== RECORDS SUPPLIED ==

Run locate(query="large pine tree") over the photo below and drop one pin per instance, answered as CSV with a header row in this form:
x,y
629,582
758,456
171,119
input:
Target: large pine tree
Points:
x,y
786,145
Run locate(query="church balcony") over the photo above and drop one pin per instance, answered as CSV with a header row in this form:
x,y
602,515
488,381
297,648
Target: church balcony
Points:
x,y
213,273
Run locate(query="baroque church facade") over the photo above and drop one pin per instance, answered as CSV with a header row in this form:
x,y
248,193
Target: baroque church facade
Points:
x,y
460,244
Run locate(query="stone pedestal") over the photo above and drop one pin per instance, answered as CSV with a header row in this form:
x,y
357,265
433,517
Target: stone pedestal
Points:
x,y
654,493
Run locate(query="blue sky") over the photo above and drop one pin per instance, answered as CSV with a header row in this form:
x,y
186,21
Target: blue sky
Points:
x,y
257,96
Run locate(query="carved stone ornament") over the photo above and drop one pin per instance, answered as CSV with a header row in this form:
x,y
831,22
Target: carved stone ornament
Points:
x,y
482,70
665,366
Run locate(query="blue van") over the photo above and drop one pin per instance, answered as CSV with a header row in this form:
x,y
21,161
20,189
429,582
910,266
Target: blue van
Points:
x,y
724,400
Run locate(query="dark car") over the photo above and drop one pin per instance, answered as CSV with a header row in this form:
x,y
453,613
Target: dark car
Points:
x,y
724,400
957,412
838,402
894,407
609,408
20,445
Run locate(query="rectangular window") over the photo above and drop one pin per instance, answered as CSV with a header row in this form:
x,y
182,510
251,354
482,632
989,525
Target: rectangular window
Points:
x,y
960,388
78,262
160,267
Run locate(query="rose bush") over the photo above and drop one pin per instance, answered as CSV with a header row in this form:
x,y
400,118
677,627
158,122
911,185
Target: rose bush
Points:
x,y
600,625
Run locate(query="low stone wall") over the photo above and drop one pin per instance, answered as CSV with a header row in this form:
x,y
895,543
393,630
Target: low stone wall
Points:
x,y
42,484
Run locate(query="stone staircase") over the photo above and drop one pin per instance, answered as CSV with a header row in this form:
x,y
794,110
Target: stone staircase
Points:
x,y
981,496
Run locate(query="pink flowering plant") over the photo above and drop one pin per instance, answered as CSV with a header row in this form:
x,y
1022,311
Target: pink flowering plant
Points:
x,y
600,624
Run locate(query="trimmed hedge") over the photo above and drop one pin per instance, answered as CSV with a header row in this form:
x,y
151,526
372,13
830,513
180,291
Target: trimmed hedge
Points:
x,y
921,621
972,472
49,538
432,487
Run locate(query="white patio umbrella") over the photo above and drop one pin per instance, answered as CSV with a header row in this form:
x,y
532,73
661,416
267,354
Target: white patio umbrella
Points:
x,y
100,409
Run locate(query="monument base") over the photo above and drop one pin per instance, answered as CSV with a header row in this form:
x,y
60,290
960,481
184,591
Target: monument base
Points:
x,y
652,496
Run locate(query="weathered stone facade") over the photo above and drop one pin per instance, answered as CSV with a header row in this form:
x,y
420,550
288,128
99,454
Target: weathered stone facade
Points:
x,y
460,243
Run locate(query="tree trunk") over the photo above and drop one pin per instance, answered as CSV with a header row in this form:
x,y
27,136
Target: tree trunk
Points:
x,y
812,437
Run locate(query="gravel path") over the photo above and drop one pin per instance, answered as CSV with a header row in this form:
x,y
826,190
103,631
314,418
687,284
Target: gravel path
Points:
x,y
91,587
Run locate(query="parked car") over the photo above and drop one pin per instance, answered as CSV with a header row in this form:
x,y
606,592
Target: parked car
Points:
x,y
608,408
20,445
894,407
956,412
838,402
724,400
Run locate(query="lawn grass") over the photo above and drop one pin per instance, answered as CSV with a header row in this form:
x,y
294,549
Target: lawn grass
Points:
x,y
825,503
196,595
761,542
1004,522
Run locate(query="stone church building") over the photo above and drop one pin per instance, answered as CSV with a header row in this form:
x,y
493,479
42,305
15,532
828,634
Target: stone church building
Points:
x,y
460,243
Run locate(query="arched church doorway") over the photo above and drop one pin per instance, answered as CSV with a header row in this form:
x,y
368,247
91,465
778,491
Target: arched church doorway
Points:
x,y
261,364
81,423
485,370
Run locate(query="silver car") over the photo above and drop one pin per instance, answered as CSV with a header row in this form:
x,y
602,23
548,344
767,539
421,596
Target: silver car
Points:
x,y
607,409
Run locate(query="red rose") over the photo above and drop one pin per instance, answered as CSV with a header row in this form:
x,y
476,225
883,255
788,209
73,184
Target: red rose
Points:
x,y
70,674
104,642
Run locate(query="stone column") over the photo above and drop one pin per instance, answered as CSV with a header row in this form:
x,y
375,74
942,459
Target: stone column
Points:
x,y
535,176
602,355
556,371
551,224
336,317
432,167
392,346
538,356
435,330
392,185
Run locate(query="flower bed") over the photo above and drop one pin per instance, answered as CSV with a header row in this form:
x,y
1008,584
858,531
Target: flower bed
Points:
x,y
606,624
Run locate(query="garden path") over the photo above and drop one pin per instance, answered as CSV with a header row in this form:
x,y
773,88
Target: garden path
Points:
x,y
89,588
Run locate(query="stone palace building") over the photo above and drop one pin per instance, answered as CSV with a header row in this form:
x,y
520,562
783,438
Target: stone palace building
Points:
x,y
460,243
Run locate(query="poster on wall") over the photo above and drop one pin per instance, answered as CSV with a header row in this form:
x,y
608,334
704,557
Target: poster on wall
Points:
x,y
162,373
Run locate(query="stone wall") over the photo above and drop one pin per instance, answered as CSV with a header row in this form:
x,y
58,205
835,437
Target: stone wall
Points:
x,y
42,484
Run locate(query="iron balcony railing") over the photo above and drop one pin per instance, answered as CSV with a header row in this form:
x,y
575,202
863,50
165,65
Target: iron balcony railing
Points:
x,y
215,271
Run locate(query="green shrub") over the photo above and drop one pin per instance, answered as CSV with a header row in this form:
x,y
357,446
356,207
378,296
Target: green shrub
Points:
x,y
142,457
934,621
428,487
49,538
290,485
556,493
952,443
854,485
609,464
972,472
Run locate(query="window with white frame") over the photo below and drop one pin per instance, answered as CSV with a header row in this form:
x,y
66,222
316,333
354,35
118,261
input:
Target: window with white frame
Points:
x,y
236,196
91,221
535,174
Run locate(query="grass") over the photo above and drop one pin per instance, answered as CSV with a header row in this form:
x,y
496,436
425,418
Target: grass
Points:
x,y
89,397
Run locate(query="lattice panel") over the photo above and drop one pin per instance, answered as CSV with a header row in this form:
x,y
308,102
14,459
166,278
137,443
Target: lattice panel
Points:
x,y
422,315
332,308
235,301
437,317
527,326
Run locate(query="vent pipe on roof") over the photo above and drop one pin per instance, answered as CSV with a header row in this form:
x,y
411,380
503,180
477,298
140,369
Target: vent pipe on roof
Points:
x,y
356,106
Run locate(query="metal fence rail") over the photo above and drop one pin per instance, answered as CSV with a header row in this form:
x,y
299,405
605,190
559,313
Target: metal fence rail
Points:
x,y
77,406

===

ACTIVITY: Filter these records, keeping every line where the word "pink" occurs.

TASK SOLUTION:
Run locate(query="pink flowering plant") over the photo above and drop one pin per instance, answered as CSV with a header row in this form:
Target: pink flowering plant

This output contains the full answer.